CONSIGNE A: Relevez dans la liste ci-dessous chaque ligne qui contient la chaîne « block » et recopiez-la. La casse doit être respectée.

TEXTE À ANALYSER:
============
Monastère du Carmel: Leçon de survivance
Denis Boucher et Josette Michaud
Alors que de plus en plus de communautés religieuses abandonnent leurs ensembles conventuels, la décision des Carmélites de Montréal de restaurer leur monastère suscite l’admiration. Au terme d’un impressionnant chantier, cette initiative leur a valu le Prix d’excellence 2013 du Conseil du patrimoine religieux du Québec.
Les Carmélites de Montréal font ériger leur premier monastère à Hochelaga, en bordure du fleuve Saint-Laurent, en 1878. Trois ans plus tard, l’insalubrité causée par la crue printanière les pousse à chercher un autre terrain. En 1896, les religieuses emménagent dans leur nouveau Carmel, construit sur le site d’une carrière désaffectée du Mile End.
============
DONNÉES À EXAMINER:
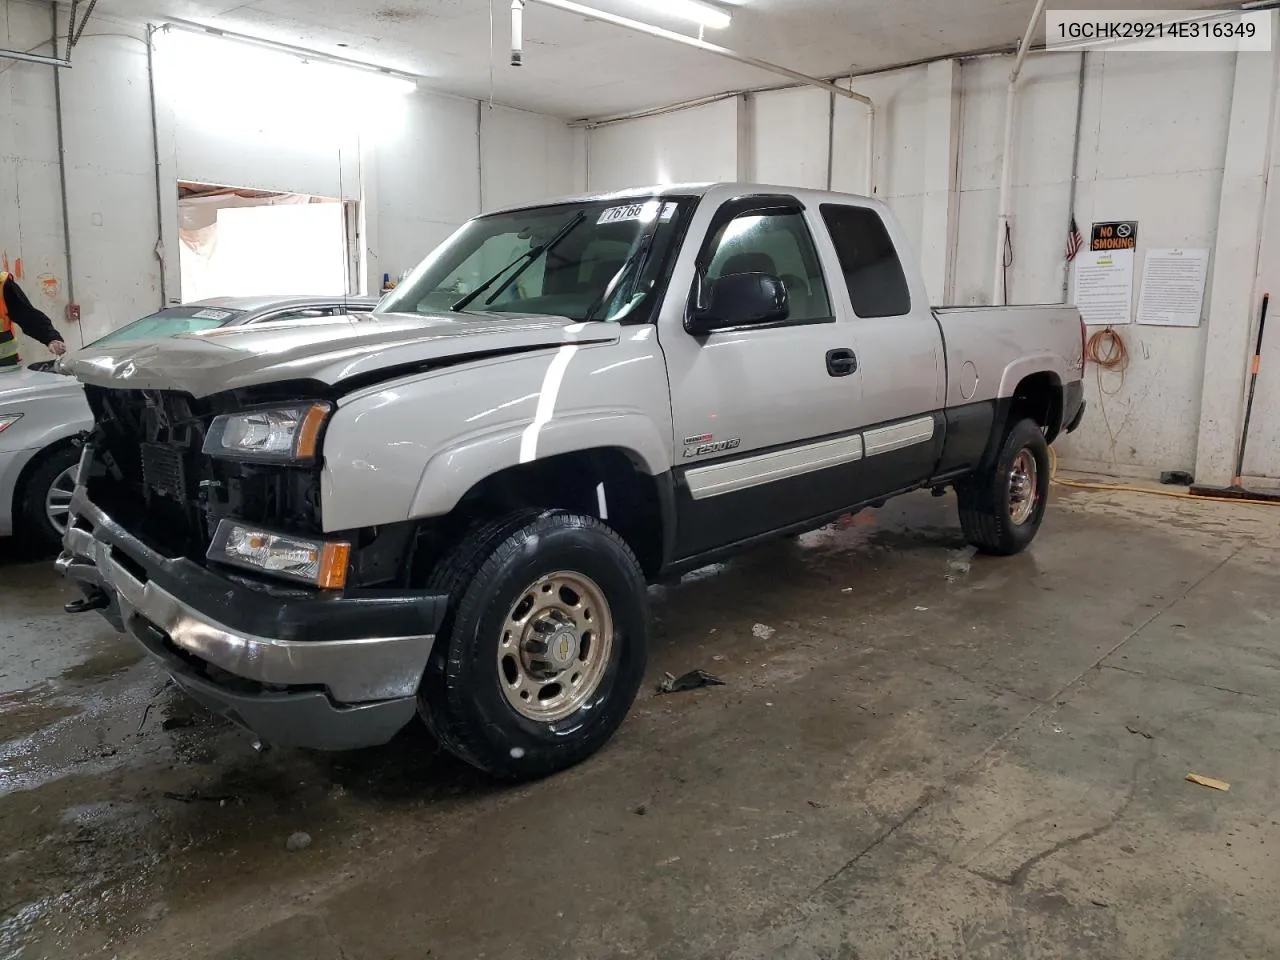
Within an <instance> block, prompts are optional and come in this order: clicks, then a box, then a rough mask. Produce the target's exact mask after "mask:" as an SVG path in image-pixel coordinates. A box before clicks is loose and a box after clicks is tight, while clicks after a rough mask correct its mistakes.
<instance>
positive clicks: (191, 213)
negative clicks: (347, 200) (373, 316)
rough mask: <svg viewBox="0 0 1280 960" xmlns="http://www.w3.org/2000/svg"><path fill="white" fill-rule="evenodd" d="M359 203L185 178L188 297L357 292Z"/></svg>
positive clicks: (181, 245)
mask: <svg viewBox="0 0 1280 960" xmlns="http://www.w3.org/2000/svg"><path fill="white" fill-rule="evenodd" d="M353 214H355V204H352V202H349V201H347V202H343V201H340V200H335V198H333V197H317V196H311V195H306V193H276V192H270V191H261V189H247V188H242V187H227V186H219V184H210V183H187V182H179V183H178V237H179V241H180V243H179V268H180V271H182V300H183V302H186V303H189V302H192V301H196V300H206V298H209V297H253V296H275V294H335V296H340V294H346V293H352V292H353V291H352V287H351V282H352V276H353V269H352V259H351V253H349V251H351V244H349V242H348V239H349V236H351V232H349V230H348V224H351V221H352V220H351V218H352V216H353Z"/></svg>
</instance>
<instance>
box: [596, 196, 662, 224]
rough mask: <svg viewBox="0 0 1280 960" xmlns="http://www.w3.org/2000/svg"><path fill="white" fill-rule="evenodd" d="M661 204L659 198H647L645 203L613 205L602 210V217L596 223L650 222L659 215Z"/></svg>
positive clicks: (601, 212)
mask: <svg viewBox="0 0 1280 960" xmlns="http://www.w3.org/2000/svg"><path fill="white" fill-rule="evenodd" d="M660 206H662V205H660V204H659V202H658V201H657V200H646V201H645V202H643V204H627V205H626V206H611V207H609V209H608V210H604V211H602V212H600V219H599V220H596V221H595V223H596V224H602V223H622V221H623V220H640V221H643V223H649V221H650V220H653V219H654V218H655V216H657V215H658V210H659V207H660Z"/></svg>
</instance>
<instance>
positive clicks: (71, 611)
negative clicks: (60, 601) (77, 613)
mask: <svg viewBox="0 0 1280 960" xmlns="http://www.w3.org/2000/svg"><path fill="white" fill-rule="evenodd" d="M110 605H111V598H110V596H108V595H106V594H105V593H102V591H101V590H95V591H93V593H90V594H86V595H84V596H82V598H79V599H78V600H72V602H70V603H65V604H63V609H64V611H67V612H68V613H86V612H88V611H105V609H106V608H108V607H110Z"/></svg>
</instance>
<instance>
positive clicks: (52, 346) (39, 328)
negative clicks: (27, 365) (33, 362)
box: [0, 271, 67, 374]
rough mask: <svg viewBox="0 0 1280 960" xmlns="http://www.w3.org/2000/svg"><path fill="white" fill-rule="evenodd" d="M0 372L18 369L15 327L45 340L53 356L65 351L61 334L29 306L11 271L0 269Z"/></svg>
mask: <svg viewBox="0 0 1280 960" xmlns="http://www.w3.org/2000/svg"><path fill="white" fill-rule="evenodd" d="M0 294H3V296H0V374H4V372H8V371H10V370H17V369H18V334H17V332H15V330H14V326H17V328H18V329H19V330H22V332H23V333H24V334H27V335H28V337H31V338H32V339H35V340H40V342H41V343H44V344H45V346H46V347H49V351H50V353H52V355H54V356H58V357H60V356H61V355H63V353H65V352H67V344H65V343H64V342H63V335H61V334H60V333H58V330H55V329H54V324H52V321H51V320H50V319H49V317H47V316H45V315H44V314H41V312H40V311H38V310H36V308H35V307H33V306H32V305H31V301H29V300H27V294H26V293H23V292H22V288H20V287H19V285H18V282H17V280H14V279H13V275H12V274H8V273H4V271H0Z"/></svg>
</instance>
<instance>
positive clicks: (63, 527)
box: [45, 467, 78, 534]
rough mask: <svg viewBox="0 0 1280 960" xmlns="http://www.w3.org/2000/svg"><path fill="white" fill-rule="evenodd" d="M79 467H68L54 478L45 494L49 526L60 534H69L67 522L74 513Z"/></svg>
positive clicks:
============
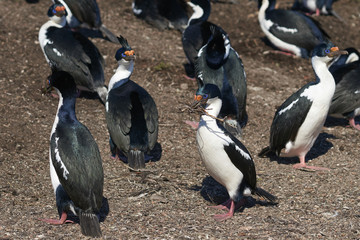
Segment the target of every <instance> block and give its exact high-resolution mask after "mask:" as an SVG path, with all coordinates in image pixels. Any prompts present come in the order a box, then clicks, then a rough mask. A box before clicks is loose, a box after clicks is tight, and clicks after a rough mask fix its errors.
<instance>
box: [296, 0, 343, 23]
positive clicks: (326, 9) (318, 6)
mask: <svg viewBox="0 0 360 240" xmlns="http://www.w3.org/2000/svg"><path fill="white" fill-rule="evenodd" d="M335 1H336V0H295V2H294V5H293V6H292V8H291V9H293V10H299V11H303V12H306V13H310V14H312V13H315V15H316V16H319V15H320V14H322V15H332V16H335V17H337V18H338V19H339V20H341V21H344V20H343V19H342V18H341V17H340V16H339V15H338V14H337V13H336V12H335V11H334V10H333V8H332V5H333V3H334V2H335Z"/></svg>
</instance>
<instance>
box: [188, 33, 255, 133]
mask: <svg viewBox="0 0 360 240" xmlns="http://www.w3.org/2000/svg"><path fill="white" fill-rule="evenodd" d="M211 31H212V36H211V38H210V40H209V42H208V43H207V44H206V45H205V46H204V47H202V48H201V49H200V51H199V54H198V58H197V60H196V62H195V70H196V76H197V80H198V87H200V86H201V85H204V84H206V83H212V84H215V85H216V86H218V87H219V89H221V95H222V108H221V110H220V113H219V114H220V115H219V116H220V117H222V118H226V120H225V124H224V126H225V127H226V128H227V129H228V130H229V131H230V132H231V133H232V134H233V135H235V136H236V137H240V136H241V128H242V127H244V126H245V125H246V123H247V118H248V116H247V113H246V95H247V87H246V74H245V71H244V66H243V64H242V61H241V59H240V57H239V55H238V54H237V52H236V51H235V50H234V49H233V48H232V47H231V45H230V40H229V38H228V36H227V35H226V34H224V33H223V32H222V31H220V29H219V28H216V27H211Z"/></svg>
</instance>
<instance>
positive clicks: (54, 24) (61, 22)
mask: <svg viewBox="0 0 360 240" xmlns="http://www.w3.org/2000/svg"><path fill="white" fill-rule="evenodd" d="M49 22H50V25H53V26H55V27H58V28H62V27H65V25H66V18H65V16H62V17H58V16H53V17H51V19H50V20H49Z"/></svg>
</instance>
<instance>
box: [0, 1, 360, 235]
============
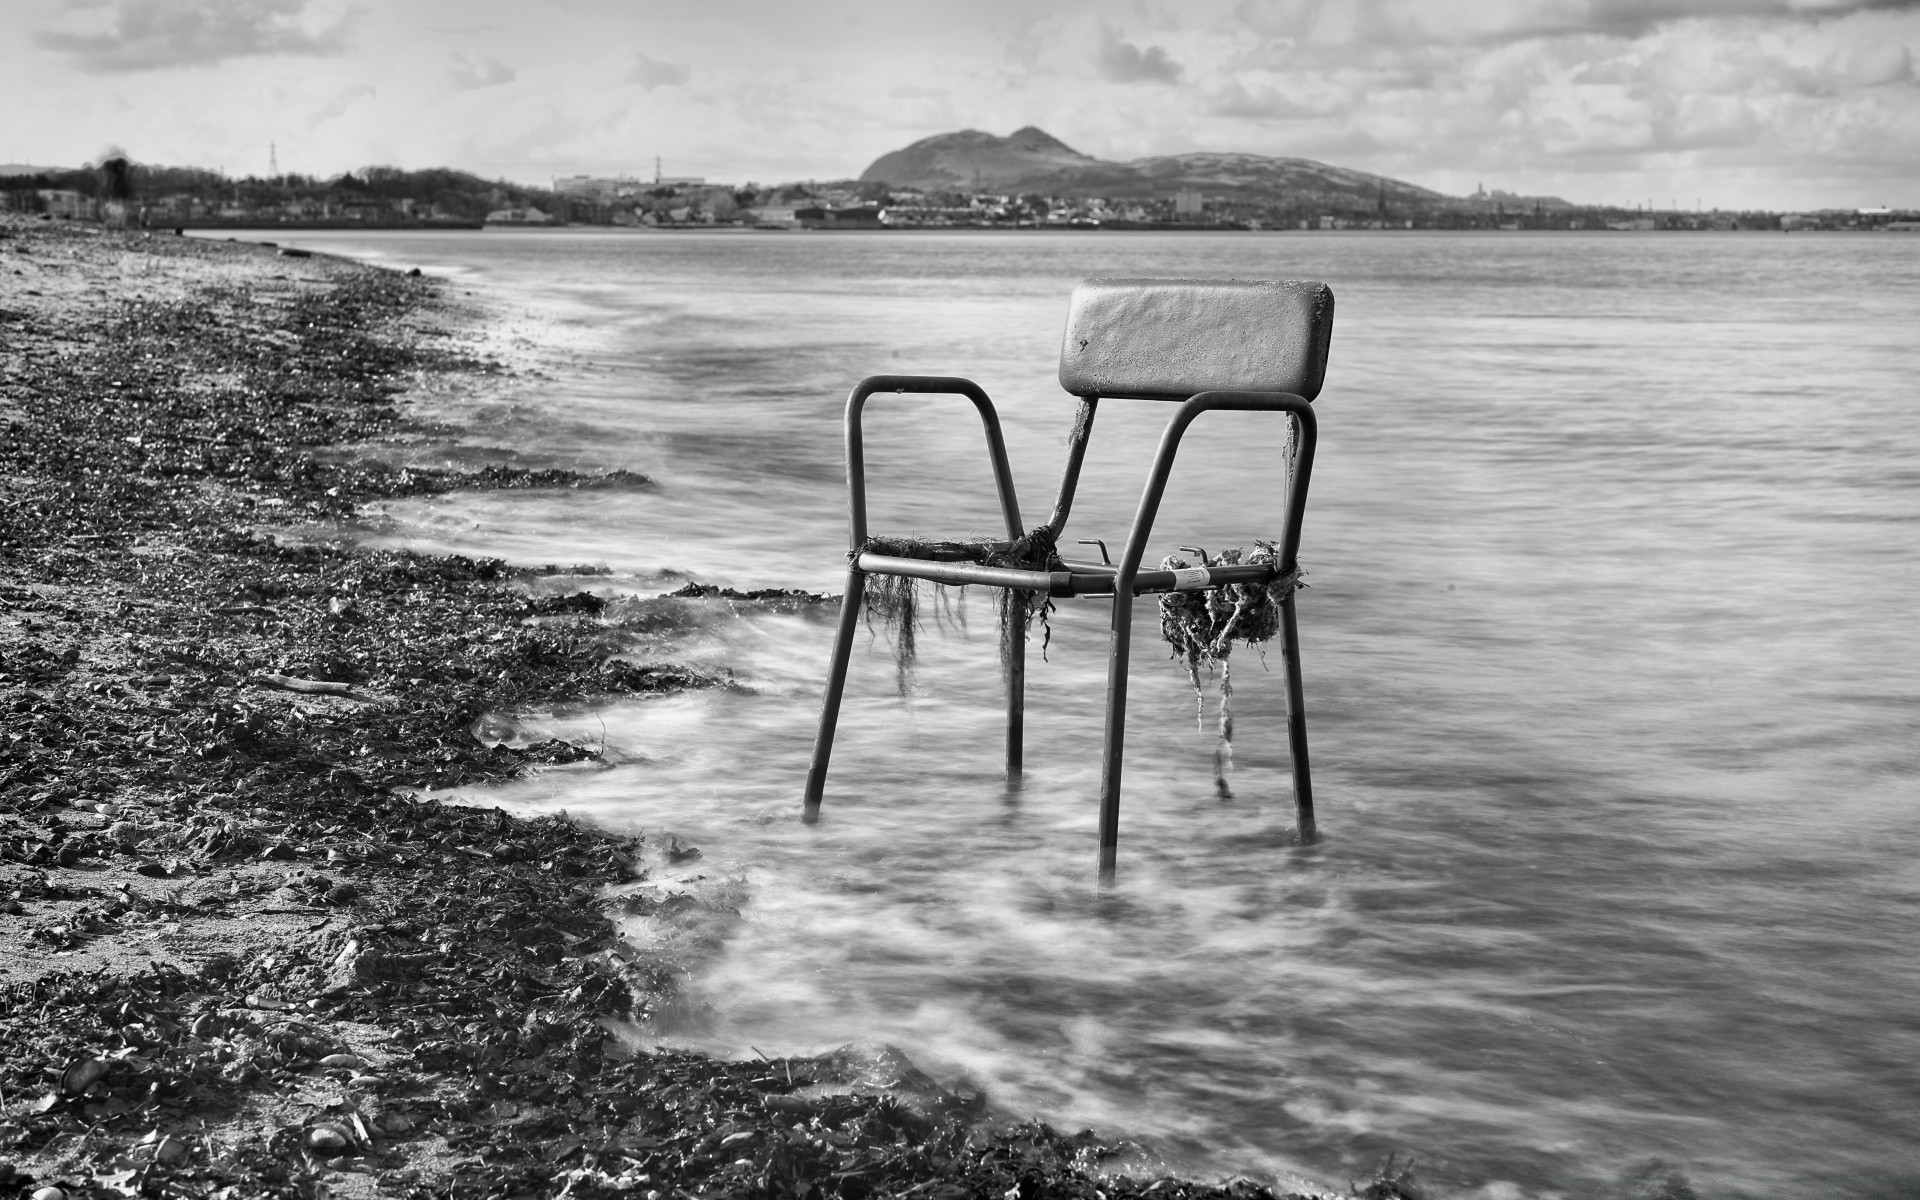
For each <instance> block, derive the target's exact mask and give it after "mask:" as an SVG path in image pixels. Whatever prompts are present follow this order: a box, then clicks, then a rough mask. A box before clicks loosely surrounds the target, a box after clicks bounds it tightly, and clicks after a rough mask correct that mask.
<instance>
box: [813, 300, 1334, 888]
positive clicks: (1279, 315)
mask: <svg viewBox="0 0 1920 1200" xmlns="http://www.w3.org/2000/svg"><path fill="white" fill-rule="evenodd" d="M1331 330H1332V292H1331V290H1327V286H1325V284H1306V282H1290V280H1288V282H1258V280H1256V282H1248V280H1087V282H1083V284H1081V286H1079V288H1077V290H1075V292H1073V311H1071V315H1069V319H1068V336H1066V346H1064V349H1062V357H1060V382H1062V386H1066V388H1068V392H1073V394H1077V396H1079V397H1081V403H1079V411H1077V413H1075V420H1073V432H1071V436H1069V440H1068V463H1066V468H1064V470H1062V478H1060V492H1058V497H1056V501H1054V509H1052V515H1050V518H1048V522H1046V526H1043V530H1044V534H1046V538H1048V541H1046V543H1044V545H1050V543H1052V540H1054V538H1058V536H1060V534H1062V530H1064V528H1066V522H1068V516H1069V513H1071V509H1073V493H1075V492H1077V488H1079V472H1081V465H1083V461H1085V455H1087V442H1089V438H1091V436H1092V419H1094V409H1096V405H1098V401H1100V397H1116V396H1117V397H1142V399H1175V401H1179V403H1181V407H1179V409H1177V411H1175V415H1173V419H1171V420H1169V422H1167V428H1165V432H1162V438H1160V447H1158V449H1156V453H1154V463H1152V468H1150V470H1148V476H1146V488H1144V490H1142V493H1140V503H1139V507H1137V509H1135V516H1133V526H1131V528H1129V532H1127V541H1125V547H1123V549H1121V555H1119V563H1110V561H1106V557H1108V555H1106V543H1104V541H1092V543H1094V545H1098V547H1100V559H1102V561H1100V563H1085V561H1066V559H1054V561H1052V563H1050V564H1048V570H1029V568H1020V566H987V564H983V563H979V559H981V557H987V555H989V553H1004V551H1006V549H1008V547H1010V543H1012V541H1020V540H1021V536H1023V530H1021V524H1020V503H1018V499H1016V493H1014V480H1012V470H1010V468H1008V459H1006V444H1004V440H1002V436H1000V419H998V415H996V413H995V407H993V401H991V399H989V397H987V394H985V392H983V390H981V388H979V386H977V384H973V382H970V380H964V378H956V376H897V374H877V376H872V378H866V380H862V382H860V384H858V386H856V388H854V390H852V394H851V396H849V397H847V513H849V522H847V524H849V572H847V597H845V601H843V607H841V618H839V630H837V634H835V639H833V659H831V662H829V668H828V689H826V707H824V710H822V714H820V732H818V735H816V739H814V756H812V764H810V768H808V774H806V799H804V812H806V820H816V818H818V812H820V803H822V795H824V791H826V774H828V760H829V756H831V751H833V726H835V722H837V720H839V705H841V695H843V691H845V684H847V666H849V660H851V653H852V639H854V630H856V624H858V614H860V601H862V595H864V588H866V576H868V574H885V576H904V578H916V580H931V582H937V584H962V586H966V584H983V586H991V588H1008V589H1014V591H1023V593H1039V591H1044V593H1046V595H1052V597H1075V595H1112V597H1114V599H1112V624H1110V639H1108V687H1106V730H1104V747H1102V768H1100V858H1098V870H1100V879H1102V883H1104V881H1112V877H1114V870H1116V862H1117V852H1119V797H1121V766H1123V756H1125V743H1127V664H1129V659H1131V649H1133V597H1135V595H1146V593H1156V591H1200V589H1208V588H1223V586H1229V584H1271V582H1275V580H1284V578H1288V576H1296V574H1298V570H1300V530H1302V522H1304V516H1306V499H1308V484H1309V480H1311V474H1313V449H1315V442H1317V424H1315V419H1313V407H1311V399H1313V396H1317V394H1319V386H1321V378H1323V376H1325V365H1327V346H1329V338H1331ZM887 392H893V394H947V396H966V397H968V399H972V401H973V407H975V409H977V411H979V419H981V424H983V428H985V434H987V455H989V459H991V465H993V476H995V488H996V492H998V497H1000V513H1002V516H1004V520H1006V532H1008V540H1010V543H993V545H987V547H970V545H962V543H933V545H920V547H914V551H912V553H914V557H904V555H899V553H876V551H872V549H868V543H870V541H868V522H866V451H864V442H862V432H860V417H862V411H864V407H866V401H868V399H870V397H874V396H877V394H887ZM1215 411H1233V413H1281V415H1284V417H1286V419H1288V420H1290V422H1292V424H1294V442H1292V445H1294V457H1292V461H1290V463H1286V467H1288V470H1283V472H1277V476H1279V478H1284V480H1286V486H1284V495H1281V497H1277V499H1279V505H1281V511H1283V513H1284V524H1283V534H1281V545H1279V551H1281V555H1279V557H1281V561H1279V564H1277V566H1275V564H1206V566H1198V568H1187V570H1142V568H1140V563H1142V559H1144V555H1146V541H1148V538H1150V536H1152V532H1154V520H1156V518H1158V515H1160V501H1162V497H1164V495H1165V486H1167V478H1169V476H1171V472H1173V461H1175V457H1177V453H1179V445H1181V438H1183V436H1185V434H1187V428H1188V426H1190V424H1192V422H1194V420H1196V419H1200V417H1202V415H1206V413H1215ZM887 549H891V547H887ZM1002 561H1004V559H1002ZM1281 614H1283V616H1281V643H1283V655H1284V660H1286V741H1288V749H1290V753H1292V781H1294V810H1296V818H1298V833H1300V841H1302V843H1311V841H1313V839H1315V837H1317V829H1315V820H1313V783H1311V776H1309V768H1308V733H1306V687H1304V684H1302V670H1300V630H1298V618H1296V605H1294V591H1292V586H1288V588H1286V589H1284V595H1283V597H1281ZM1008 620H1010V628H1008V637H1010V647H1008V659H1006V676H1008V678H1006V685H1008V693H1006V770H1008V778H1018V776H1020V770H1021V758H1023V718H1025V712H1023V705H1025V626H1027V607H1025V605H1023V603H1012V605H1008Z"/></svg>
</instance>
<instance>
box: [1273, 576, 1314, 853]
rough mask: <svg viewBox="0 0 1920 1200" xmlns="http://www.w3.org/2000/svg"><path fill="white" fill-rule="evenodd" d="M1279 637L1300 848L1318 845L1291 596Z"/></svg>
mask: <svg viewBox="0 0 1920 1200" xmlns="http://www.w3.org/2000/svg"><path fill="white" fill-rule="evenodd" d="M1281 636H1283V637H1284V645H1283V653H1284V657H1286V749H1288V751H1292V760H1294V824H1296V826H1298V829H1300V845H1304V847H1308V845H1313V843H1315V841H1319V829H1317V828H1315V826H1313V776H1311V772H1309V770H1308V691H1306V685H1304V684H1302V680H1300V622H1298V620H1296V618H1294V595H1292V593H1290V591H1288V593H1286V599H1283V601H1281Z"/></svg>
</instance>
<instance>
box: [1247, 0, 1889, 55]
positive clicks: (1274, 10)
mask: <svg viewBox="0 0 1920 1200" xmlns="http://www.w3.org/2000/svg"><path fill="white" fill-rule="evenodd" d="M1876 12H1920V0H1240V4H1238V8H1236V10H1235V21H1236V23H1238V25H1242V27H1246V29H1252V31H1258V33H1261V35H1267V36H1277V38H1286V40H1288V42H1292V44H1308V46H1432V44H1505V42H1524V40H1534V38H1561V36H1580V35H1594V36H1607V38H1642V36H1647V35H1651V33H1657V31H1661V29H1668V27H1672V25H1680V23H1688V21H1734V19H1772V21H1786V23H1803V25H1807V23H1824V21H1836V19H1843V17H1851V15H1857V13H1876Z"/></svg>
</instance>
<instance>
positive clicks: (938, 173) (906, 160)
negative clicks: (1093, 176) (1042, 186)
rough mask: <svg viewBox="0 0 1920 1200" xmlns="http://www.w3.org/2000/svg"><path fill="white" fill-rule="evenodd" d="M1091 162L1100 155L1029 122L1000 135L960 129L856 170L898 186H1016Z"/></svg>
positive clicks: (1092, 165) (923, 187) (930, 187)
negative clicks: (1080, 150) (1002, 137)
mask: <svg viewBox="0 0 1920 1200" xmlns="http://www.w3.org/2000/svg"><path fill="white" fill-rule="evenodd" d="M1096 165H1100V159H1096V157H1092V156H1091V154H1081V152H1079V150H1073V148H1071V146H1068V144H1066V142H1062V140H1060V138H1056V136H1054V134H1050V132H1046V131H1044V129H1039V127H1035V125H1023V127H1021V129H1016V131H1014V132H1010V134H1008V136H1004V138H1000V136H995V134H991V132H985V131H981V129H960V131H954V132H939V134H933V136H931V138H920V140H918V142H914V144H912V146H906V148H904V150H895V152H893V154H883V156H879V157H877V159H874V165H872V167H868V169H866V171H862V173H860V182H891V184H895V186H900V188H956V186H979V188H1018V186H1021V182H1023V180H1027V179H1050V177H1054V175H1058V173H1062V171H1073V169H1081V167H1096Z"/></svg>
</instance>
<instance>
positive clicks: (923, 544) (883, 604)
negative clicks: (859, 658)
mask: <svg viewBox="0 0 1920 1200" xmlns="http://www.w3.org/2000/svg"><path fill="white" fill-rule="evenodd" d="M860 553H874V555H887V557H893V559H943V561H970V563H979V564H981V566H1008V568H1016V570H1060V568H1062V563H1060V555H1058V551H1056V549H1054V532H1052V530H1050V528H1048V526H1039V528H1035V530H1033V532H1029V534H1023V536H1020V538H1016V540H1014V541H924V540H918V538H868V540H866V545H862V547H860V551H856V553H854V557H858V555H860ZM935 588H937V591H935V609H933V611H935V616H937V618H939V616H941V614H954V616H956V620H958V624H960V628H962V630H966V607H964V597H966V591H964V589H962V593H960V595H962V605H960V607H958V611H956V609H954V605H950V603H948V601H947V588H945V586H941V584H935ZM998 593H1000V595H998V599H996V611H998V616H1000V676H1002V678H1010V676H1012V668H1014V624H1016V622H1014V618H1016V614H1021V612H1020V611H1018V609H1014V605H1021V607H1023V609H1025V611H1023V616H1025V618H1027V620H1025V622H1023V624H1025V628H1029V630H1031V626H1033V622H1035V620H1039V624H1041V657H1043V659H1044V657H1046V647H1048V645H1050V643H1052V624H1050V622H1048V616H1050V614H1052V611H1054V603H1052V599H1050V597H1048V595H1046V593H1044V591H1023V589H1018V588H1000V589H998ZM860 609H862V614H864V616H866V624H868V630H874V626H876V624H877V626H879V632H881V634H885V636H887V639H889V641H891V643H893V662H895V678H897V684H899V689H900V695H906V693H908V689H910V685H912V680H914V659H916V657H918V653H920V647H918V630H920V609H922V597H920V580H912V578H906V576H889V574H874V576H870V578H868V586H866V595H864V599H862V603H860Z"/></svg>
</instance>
============
CONSIGNE B: Retranscrivez en entier le texte sur le monastère du Carmel présenté plus haut, sans y apporter la moindre modification.

RÉPONSE RÉDIGÉE A:
Within an <instance> block, prompts are optional and come in this order: clicks, then a box, then a rough mask. Produce the target's exact mask after "mask:" as an SVG path in image-pixel coordinates. A box before clicks is loose and a box after clicks is tight, while clicks after a rough mask correct its mistakes.
Segment the target of every <instance> block and give its exact high-resolution mask after "mask:" as an SVG path, with all coordinates in image pixels. Any prompts present come in the order a box, then clicks, then a rough mask. A box before clicks is loose, a box after clicks is tight, and clicks after a rough mask fix its errors.
For each <instance> block, derive the target's exact mask and give it after "mask:" as an SVG path in image pixels. Whatever prompts are present follow this order: a box, then clicks, then a rough mask. A box before clicks loosely surrounds the target, a box after clicks bounds it tightly, and clicks after a rough mask correct that mask.

RÉPONSE RÉDIGÉE B:
Monastère du Carmel: Leçon de survivance
Denis Boucher et Josette Michaud
Alors que de plus en plus de communautés religieuses abandonnent leurs ensembles conventuels, la décision des Carmélites de Montréal de restaurer leur monastère suscite l’admiration. Au terme d’un impressionnant chantier, cette initiative leur a valu le Prix d’excellence 2013 du Conseil du patrimoine religieux du Québec.
Les Carmélites de Montréal font ériger leur premier monastère à Hochelaga, en bordure du fleuve Saint-Laurent, en 1878. Trois ans plus tard, l’insalubrité causée par la crue printanière les pousse à chercher un autre terrain. En 1896, les religieuses emménagent dans leur nouveau Carmel, construit sur le site d’une carrière désaffectée du Mile End.